Set problem:
Copy every line below word for word, leaving out the pictures.

Some lines
::::

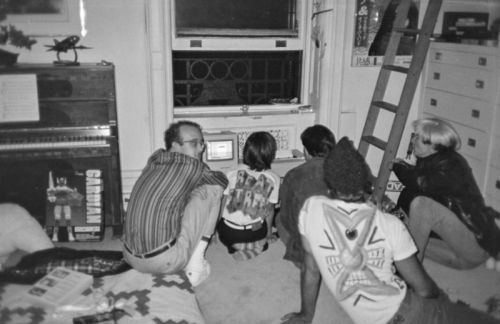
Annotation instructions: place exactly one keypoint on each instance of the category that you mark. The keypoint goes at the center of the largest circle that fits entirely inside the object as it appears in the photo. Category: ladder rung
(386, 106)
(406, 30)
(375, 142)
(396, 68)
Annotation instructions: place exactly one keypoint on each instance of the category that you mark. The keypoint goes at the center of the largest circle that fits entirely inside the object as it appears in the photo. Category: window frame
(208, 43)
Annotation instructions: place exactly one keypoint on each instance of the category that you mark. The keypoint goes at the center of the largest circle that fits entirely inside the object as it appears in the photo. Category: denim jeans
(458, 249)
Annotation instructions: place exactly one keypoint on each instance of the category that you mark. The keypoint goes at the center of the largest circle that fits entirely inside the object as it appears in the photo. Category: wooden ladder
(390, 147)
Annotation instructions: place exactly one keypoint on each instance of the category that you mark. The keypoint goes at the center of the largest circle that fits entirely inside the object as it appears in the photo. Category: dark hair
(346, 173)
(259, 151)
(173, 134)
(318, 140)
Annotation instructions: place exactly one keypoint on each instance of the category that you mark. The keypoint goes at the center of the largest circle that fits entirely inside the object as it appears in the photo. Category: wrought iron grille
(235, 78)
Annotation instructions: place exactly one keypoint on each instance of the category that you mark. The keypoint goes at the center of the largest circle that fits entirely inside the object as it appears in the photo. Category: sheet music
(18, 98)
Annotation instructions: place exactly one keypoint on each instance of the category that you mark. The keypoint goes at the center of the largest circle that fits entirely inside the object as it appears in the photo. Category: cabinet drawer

::::

Full response:
Annotation instructions: place exactly one keypoint on each instance of the category that you mark. The keypoint goes at the center of the largest circle that fits entirely inside the object as it appears in the photo. Category: ladder rung
(386, 106)
(406, 30)
(375, 142)
(396, 68)
Annotation instructions: place exactly one keypoint on each instance of the category that you mark. The keypoint goes at the center of the largest circle that fits entirely inside the object as it appears in the photo. Category: window frame
(208, 43)
Annotation instructions: place exactly one keypoint on each instance of the category that you mark. The keypoint goes at the center of the largest circle that fits entirely inside the object as it appears in the photo. Category: denim jeans
(458, 249)
Annotation instructions: place exactly one keypoint on each instance of the category that you mark. The keypoint goes at the center of the largest circle that fits entirely inside the object as it appears in the photo. Category: wooden ladder
(390, 147)
Annotation instructions: place exactly one keypoint on each instance of the category that you mark. The keypoint goes at the center of the largest circle that fits entirely inside the object as it appears in the photo. Category: dark hair
(346, 173)
(259, 151)
(173, 134)
(318, 140)
Annotation instructions: place exactly one keypoint on each instance of the category that you mark. The keypoint goes at the center of the largest circle that fits entirely inside the object as it appears in the photo. Category: wrought iron grille
(235, 78)
Annotation instructions: place exactly one keypoint on each instance of the category that you mark. The keypoint goes at the center of the largest circle that fits entirely inside the object as it appears in the photo. Category: sheet music
(18, 98)
Annotation instructions: place exactly one keypoint on each instance of the category that you mark. The keypoint goes at the center of the largest circle that fits entirely inside the object as it appears in the photo. Category: cabinet drawer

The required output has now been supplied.